Given exercise | Reproduce verbatim the lines from the one containing "Q: What region does the thumb" through the one containing "254;63;266;72", inclusive of both.

Supplied material |
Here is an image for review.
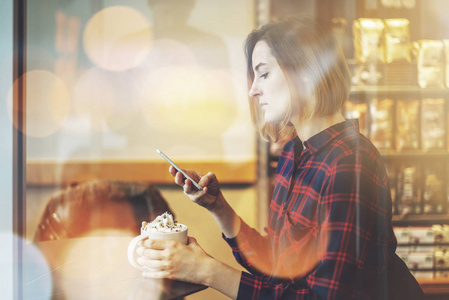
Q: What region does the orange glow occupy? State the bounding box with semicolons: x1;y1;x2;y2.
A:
142;66;237;135
73;68;140;131
83;6;153;71
7;70;70;137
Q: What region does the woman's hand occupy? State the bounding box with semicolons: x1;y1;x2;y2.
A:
169;166;221;212
137;237;212;284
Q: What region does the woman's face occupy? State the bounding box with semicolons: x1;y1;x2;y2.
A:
249;41;295;124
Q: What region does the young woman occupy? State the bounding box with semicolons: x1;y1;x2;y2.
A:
139;16;424;299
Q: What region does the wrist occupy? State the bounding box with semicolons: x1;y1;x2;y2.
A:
203;257;241;299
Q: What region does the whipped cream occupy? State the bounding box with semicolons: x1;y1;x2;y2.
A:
142;212;187;233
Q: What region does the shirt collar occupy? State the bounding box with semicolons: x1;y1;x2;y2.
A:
304;119;359;154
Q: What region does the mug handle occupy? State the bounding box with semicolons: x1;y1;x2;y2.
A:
128;235;147;271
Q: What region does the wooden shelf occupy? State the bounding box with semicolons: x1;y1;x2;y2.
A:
351;85;449;97
393;214;449;226
416;278;449;295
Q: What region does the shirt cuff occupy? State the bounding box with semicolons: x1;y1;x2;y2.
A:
236;272;262;300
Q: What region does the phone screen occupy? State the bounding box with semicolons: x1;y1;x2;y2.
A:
156;149;203;191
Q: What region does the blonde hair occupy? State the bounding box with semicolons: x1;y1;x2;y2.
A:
245;15;351;141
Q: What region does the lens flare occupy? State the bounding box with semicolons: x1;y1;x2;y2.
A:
83;6;153;71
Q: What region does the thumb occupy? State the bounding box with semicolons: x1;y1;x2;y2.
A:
187;236;198;245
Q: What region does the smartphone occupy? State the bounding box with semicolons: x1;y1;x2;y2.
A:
156;149;203;191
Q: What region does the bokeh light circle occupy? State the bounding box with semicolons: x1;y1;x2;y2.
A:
83;6;153;71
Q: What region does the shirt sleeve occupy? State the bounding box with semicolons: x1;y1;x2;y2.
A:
226;155;391;300
222;220;271;276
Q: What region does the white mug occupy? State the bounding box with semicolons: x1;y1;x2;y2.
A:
128;223;188;271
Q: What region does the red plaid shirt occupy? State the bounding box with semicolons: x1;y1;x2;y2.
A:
226;120;400;300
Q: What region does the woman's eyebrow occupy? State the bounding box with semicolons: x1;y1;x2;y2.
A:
254;63;266;72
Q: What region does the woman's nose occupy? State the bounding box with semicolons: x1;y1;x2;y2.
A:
249;81;262;98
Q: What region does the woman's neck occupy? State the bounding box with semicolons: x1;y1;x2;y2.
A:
292;113;345;142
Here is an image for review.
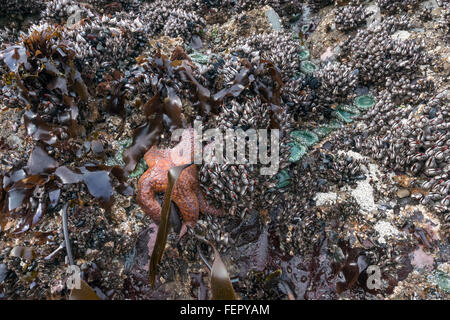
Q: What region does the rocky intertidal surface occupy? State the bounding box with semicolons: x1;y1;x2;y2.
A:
0;0;450;300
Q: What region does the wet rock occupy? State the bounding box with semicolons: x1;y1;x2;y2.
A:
397;189;411;199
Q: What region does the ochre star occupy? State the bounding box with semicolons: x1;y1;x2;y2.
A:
137;129;223;237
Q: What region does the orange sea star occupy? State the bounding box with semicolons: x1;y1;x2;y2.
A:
137;129;223;237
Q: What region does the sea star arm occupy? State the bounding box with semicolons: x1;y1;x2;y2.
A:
137;170;167;224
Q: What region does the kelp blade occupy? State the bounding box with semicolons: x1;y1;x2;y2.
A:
69;279;100;300
149;164;191;287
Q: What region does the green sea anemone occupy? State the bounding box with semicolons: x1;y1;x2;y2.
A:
277;170;291;189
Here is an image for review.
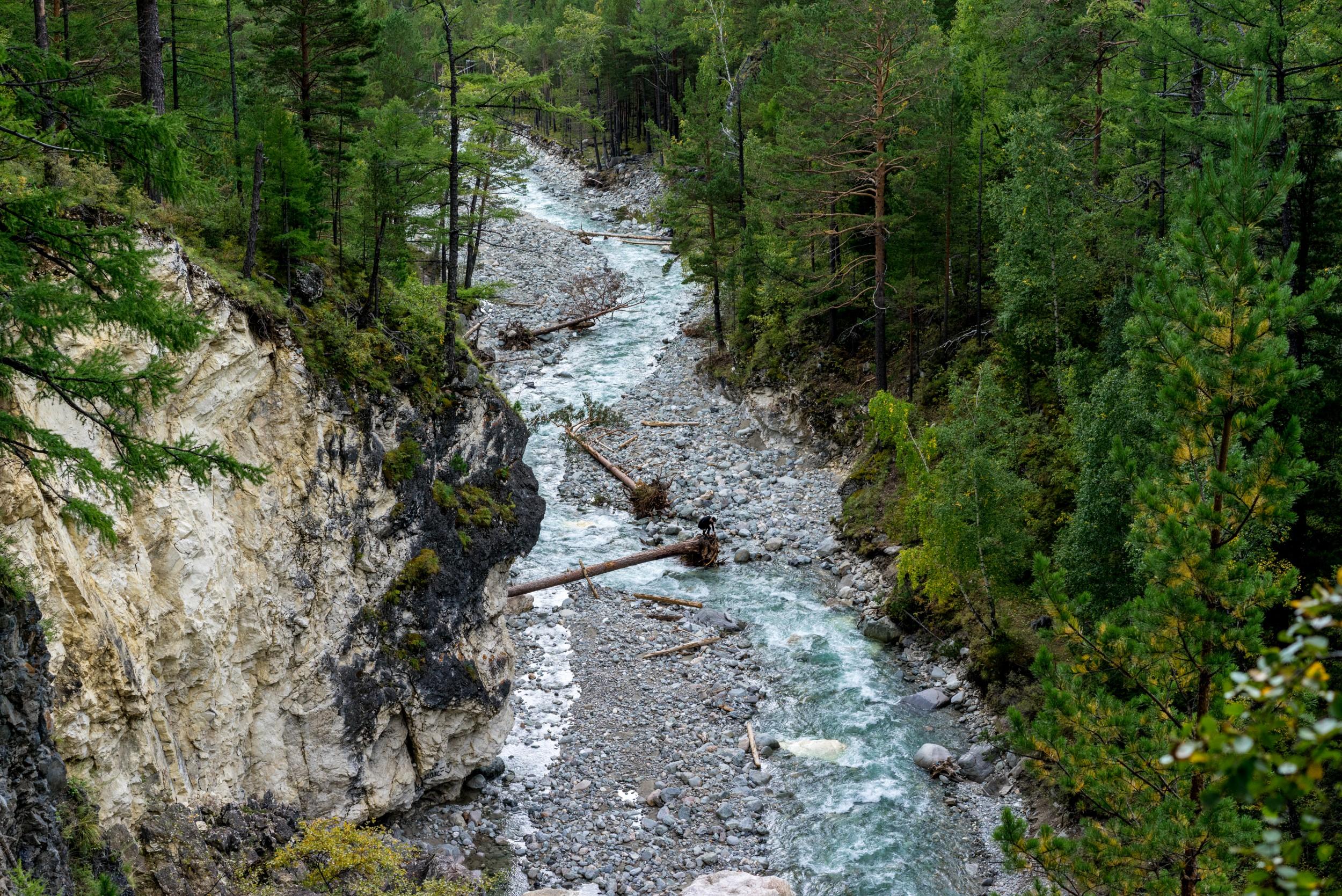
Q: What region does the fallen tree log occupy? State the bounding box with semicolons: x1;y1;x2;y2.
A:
639;637;722;660
507;535;718;597
564;424;671;516
569;231;671;243
746;719;764;769
499;299;639;349
564;427;639;492
630;592;703;609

Finished task |
Q: What region does the thumb occupy? State the bounding box with semicolons: x1;y1;x2;y2.
A:
187;236;198;245
Q: What region does the smartphone occupy? State the bounding box with semicolons: x1;y1;x2;y2.
A:
156;149;203;191
Q: What region does the bokeh light circle occupy? State the bounding box with semicolons: x1;y1;x2;y2.
A:
83;6;153;71
Q: What region does the shirt sleeve occupy? State the bounding box with semicolons: x1;y1;x2;y2.
A:
226;155;391;300
222;220;271;276
Q: What region does the white mug occupy? State the bounding box with semicolons: x1;y1;x2;y2.
A:
128;223;188;271
Q: What region does the red plaid shirt occupy? State the bounding box with semicolons: x1;y1;x2;y2.
A:
226;120;400;300
Q: What region does the woman's eyebrow occupy? State the bounding box with semicolons: x1;y1;x2;y2.
A:
254;63;266;72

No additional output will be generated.